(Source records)
▽
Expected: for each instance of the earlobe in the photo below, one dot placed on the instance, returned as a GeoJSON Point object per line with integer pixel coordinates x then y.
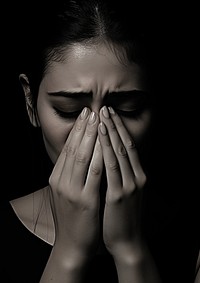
{"type": "Point", "coordinates": [32, 112]}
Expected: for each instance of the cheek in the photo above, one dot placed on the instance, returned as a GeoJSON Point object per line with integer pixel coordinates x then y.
{"type": "Point", "coordinates": [55, 133]}
{"type": "Point", "coordinates": [139, 127]}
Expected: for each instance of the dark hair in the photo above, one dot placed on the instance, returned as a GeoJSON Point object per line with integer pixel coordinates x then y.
{"type": "Point", "coordinates": [58, 25]}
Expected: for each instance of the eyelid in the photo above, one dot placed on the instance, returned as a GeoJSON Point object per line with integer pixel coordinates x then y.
{"type": "Point", "coordinates": [67, 114]}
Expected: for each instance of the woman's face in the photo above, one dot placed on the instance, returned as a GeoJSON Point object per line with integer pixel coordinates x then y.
{"type": "Point", "coordinates": [93, 77]}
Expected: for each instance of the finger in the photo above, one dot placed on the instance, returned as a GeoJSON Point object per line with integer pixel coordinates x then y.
{"type": "Point", "coordinates": [95, 170]}
{"type": "Point", "coordinates": [73, 141]}
{"type": "Point", "coordinates": [128, 143]}
{"type": "Point", "coordinates": [118, 147]}
{"type": "Point", "coordinates": [85, 150]}
{"type": "Point", "coordinates": [111, 163]}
△
Directions:
Omit the pictures and reproduce the records above exactly.

Answer to the problem:
Expected: for each instance of the earlobe in the photo below, one dot placed on the instance, returned as a GeoJSON Point object per line with integer pixel coordinates x then y.
{"type": "Point", "coordinates": [32, 112]}
Expected: for each instance of the cheek in the photo above, one dot placed on the instance, returned as a GeoJSON Point object per line with integer pixel coordinates x then y.
{"type": "Point", "coordinates": [55, 133]}
{"type": "Point", "coordinates": [139, 127]}
Expected: for each instance of the dark hair in the photo above, one dot placed on the instance, returned as a GeoJSON Point object per line with integer pixel coordinates x then y.
{"type": "Point", "coordinates": [58, 25]}
Expected: for each instance of the eyelid in the photo above, one dot placed on the instance, returned as a GeoJSON Point object per line with integer pixel coordinates x then y.
{"type": "Point", "coordinates": [67, 114]}
Expected: for each instance of the woman's face in the photo above, one dot placed on the instance, returned as a GeoJSON Point object per line with integer pixel coordinates x then y.
{"type": "Point", "coordinates": [93, 77]}
Expected: for each instance of the finger in the photo above, one dot placed on the instance, returned as a GeoJSON Point object per line with integer pixel coordinates x then y.
{"type": "Point", "coordinates": [95, 170]}
{"type": "Point", "coordinates": [73, 141]}
{"type": "Point", "coordinates": [128, 143]}
{"type": "Point", "coordinates": [118, 147]}
{"type": "Point", "coordinates": [85, 150]}
{"type": "Point", "coordinates": [111, 163]}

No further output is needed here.